Task to carry out.
Search the data for the word "lantern". Reproduce every line where it is found.

[Natural language region descriptions]
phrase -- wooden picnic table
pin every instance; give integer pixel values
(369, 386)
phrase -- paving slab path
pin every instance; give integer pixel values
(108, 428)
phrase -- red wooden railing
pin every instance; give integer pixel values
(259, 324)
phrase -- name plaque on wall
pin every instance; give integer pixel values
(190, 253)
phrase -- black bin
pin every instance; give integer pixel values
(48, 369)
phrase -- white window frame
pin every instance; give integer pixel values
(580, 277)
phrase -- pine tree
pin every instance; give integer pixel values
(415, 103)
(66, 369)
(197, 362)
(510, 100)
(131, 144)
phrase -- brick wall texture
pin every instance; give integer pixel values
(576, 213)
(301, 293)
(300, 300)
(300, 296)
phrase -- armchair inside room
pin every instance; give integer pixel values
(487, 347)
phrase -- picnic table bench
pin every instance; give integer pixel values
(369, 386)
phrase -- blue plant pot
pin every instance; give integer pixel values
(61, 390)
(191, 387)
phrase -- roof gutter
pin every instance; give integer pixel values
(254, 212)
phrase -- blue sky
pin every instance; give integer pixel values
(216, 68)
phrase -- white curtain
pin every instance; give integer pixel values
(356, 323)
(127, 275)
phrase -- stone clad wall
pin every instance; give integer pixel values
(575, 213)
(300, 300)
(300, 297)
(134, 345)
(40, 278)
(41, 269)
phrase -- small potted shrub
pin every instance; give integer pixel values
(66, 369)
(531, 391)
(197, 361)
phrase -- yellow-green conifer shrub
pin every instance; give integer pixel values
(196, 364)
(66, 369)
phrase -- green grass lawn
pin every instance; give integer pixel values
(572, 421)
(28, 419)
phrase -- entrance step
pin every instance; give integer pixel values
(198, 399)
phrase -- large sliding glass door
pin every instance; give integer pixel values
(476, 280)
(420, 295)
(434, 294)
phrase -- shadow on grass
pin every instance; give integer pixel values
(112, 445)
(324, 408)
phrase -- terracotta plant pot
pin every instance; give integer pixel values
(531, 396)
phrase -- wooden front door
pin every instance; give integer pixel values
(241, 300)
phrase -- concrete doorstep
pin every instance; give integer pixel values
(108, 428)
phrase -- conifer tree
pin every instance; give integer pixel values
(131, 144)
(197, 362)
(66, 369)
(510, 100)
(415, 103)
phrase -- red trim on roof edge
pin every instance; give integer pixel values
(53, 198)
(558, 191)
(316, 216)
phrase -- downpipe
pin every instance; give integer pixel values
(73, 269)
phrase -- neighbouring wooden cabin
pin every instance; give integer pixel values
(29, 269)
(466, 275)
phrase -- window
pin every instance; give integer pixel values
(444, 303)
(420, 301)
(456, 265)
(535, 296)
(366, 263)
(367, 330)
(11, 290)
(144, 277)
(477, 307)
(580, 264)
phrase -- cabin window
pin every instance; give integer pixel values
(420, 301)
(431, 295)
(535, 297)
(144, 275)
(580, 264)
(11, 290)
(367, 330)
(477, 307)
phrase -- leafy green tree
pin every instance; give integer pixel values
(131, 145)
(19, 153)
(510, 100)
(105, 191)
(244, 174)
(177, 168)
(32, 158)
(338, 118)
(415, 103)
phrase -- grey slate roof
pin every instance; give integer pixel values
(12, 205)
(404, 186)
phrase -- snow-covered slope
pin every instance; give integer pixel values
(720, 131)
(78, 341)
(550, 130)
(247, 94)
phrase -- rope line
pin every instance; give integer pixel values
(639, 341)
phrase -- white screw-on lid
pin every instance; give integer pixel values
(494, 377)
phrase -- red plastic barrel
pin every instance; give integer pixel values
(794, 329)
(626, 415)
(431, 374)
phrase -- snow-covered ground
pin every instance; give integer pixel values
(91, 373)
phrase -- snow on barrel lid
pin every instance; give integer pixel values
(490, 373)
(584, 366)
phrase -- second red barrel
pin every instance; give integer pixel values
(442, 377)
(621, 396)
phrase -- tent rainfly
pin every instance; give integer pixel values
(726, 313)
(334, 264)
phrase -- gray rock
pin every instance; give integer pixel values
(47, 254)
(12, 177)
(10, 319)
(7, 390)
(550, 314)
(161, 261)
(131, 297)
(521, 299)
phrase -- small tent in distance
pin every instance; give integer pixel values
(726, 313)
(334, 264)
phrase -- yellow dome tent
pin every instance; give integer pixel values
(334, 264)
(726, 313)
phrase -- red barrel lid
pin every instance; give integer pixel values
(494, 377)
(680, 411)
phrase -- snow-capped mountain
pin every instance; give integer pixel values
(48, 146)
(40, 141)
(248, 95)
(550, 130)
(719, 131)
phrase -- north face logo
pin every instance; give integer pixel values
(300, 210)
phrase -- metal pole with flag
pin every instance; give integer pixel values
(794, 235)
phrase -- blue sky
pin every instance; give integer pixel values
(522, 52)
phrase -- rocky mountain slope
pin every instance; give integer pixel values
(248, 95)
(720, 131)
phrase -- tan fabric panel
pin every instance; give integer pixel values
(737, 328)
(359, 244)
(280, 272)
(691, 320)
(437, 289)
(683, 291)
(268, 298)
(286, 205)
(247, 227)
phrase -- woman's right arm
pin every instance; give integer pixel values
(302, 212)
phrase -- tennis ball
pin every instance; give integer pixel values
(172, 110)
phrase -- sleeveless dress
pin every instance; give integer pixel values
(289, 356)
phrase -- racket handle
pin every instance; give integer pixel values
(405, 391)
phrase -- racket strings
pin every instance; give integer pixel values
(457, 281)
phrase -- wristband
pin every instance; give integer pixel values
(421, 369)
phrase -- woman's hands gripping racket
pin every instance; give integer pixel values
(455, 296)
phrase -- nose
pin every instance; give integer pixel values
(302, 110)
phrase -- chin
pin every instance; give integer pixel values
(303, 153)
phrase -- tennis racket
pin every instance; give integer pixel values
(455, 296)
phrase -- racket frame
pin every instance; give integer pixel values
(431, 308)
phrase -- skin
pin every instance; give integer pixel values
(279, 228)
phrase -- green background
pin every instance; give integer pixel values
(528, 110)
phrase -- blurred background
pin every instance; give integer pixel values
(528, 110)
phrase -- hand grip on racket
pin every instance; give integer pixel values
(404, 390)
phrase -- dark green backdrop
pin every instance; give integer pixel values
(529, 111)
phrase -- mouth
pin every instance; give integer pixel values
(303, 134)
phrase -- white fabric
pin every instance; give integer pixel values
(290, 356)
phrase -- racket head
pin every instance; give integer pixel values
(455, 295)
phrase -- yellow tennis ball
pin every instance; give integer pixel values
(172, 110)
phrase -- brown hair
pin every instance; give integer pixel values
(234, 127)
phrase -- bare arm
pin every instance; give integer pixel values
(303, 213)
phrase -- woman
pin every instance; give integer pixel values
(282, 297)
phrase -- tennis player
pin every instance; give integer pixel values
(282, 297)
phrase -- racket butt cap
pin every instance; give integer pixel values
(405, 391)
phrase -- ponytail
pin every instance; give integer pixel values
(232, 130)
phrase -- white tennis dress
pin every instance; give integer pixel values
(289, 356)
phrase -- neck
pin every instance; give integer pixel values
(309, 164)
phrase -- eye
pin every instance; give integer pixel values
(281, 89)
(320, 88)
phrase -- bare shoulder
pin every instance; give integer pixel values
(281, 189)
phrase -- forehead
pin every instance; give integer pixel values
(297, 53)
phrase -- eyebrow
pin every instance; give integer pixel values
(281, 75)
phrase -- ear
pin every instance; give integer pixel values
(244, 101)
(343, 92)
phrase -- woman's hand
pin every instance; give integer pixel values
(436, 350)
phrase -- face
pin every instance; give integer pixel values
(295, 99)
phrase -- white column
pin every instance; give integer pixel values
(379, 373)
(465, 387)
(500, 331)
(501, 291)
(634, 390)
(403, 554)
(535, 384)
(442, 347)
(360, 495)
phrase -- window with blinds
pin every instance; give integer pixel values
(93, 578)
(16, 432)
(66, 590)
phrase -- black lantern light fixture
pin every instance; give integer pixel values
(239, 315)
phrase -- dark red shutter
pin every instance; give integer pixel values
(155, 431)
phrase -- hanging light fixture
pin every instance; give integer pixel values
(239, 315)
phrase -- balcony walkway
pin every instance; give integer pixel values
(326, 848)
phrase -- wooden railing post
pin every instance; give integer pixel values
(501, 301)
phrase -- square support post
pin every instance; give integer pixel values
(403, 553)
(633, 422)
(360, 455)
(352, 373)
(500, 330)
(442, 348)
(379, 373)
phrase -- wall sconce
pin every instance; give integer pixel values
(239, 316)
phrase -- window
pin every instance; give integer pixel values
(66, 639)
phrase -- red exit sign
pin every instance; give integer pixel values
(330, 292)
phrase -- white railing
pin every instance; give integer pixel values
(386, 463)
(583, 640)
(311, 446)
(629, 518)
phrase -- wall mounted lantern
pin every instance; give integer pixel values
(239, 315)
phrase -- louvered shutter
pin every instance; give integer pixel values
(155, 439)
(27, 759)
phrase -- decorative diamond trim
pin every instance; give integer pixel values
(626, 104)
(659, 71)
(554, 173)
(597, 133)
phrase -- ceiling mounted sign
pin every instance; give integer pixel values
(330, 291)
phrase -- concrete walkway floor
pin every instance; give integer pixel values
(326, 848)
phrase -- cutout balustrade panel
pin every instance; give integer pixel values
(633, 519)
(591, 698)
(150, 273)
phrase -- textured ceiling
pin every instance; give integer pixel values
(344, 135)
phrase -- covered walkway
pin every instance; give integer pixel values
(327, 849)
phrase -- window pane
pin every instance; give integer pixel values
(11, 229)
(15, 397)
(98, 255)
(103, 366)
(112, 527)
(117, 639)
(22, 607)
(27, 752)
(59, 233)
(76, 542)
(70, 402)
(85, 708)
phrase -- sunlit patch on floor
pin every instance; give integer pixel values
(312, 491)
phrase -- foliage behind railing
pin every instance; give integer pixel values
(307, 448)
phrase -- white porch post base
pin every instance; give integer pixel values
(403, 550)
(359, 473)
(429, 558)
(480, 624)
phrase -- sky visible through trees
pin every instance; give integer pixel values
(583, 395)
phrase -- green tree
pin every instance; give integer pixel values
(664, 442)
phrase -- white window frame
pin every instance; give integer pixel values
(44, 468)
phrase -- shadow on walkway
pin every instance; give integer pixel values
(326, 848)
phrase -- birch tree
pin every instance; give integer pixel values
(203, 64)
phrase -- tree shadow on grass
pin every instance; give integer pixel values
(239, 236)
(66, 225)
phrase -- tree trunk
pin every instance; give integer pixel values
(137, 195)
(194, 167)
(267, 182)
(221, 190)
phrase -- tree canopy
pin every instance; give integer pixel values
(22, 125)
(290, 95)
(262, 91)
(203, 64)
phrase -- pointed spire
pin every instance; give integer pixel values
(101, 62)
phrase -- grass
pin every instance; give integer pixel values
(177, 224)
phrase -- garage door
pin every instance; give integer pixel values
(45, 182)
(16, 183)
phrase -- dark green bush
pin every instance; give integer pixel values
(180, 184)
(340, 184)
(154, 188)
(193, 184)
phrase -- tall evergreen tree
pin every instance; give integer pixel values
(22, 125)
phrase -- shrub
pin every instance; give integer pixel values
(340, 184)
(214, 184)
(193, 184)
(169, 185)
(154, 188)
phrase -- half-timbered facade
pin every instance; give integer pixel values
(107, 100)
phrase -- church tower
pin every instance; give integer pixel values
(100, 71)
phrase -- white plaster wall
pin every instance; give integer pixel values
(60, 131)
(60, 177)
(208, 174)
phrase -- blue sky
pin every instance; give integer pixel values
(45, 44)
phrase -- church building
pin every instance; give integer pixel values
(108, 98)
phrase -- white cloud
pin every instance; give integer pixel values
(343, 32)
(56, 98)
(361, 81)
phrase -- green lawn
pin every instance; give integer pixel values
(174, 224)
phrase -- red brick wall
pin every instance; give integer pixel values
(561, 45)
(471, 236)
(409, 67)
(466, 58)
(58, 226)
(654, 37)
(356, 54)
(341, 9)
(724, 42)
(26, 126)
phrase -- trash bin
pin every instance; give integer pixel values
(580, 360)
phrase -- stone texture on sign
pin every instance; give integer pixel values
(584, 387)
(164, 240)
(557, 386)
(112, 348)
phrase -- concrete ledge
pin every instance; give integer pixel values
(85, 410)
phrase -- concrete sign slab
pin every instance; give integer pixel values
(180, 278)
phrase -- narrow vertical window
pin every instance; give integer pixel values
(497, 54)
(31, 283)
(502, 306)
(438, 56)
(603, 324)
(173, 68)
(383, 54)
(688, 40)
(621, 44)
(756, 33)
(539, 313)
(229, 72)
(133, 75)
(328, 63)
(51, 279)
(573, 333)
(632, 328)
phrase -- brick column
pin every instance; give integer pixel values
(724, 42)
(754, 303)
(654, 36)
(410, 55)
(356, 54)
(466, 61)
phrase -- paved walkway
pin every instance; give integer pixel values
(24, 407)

Output.
phrase -- black lantern light fixture
phrase -- wall mounted lantern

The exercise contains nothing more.